Rewrite the listing lines between the one holding "door window is in the picture above?" and the one holding "[440,0,500,42]", inclusive, keeping every line and shifting each bounding box coordinate up by 53.

Excerpted data —
○ ○ ○ ○
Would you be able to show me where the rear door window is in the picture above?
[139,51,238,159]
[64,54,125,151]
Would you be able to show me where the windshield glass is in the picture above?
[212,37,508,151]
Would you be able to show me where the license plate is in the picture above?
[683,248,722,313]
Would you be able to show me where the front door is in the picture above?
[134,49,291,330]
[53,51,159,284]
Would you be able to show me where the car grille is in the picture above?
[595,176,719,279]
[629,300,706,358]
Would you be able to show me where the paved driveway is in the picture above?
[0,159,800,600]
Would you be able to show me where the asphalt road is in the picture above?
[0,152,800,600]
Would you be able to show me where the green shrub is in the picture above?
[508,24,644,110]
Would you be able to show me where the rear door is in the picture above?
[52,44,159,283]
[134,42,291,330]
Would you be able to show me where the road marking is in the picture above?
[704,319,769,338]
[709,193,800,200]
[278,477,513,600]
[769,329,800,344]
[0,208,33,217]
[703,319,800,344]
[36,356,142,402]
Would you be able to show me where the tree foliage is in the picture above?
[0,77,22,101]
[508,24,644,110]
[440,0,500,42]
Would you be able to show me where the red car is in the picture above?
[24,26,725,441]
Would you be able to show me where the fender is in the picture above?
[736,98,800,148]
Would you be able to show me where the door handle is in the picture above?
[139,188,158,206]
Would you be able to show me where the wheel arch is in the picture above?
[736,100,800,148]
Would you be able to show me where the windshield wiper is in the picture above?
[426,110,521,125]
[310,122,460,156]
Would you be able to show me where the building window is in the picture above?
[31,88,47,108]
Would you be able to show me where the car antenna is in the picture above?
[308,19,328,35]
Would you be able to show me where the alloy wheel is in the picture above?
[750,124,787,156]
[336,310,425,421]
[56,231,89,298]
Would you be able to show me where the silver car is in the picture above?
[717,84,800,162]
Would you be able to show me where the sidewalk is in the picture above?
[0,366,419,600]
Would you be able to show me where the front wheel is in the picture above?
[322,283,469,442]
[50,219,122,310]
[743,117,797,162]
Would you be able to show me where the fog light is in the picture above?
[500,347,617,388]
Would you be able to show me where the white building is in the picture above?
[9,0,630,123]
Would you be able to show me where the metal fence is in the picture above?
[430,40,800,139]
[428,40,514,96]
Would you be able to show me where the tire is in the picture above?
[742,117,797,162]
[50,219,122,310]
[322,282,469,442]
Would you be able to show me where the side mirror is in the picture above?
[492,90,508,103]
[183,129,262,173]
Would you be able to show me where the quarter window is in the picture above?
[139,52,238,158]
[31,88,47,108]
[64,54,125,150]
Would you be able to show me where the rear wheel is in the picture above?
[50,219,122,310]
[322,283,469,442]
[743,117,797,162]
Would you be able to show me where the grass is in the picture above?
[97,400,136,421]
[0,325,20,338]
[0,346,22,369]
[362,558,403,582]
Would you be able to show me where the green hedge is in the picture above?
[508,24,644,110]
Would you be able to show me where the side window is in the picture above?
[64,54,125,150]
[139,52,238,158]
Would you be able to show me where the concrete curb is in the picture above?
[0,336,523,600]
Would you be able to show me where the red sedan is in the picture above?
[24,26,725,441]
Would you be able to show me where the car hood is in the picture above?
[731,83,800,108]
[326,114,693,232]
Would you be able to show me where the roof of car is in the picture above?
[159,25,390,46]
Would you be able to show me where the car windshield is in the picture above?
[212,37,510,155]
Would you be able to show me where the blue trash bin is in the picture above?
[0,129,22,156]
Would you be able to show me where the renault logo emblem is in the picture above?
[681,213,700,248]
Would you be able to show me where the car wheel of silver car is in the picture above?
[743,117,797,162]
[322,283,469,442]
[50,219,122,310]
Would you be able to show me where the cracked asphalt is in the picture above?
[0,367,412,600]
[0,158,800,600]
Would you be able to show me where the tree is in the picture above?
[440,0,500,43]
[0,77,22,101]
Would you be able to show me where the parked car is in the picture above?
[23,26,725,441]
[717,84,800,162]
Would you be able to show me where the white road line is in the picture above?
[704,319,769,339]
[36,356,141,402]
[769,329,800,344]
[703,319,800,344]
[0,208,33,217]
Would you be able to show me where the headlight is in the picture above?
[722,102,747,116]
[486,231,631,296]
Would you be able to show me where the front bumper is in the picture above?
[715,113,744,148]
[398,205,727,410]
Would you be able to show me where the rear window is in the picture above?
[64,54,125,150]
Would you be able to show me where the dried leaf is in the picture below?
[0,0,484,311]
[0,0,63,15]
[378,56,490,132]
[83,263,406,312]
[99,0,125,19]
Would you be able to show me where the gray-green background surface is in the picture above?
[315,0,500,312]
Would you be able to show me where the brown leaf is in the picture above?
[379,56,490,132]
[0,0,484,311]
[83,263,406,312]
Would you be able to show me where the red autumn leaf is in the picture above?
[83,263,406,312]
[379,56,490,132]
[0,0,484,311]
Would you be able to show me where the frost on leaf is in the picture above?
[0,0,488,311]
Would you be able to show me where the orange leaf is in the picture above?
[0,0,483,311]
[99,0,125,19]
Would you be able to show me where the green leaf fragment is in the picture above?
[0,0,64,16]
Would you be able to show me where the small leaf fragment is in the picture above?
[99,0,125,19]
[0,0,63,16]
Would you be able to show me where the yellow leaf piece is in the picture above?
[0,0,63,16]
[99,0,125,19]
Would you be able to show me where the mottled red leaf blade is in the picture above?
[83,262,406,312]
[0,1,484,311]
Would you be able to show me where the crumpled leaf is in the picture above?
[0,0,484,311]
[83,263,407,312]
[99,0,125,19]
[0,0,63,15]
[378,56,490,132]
○ ○ ○ ○
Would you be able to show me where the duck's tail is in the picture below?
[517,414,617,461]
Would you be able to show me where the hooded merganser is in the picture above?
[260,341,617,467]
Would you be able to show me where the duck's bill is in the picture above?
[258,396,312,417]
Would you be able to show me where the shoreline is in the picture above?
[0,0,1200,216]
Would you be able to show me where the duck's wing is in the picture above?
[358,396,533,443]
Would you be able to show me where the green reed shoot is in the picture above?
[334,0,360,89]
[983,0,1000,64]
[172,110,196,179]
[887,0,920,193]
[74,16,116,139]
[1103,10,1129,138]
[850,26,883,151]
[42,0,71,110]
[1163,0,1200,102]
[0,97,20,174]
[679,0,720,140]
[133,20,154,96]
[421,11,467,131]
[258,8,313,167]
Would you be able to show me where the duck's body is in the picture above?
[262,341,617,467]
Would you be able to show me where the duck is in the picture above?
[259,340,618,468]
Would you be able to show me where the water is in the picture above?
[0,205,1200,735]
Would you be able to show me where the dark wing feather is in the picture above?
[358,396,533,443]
○ ○ ○ ○
Exercise result —
Would you be able to show me where the rear door window is in the picture above?
[192,104,291,212]
[117,107,178,204]
Would you be able to show me where the windshield glass is in the picture above?
[265,90,561,204]
Would you be able to show me where the license plate is in the picture above?
[736,301,775,366]
Would you be able to show me where the front door is in the picture above?
[187,102,344,383]
[106,104,212,337]
Would you be able to show me where the car grille is in the picture above?
[648,229,772,332]
[682,353,759,411]
Would you be able to show me where the paved driveway is in the picture above?
[53,212,853,653]
Would you be able to show me where the asphalt road is in the picture above?
[53,205,853,653]
Would you be able to show me where the green shrub is in the picture above?
[561,77,697,163]
Would you be able to show me where the rear door is in the picture above?
[105,97,212,336]
[187,95,344,383]
Would you be able to show me where the road marking is in the picture above?
[757,372,822,391]
[762,246,853,253]
[331,530,566,653]
[822,382,853,397]
[53,261,86,270]
[756,372,853,397]
[89,409,195,455]
Would you be able to show me where the tree foliage is in the picture above?
[53,130,75,154]
[561,77,697,163]
[493,53,553,95]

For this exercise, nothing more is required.